(Objective) Which lines in the records contain the word "surface"? Pick out each of those lines and copy it.

(Records)
***

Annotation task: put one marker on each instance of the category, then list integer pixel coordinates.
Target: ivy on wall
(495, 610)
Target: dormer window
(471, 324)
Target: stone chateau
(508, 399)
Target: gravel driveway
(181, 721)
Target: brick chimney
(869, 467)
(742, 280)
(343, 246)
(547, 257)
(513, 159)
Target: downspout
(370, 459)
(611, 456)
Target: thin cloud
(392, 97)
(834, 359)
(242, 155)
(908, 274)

***

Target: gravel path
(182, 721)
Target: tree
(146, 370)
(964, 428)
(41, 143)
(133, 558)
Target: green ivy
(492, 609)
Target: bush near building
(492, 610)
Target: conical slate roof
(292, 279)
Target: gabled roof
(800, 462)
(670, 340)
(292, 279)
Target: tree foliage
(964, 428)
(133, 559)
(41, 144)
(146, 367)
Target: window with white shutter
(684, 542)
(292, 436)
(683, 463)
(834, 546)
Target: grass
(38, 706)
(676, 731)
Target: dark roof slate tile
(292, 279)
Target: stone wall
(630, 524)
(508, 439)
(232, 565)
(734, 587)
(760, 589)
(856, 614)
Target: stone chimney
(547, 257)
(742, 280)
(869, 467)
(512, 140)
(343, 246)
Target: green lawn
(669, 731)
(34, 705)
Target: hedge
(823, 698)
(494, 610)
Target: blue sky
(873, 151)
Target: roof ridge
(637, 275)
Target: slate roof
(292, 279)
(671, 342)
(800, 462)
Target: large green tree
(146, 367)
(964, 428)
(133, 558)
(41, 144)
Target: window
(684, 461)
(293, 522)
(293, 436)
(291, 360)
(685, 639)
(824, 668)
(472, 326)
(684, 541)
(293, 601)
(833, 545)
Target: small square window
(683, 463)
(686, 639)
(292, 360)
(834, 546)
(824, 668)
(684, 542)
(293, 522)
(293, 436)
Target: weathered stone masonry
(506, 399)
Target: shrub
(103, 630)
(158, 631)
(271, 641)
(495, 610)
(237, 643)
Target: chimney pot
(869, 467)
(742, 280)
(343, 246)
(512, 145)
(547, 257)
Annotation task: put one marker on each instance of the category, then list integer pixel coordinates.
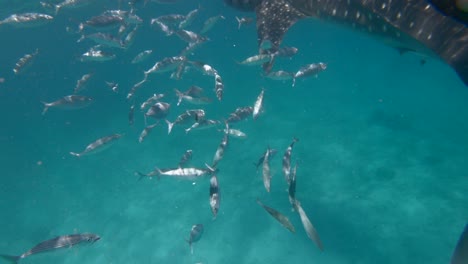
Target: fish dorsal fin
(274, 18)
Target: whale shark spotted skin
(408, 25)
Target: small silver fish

***

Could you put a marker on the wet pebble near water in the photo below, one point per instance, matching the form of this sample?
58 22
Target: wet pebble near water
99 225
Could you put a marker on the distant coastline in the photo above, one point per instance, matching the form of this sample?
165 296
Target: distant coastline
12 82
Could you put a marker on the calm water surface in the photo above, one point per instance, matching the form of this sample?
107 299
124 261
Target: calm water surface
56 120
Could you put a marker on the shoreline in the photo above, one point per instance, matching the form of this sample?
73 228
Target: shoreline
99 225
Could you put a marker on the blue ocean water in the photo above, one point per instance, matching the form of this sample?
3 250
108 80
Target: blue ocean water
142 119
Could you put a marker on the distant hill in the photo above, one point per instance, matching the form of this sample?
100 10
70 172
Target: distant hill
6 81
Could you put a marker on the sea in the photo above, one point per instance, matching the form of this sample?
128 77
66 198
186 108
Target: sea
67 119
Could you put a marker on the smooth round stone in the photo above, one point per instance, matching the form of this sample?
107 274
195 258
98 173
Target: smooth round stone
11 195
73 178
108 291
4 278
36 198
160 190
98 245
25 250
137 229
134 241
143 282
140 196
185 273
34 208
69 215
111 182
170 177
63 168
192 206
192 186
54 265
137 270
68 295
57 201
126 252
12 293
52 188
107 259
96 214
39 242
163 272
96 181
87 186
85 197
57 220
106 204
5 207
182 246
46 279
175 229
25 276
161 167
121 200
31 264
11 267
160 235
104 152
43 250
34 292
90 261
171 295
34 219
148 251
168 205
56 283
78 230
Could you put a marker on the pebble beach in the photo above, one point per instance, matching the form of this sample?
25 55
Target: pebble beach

***

(Solution to this exercise)
Could you put a marker on the calm water surface in the photo above, one point per instance, matching the form of this sample?
Target: calm water surface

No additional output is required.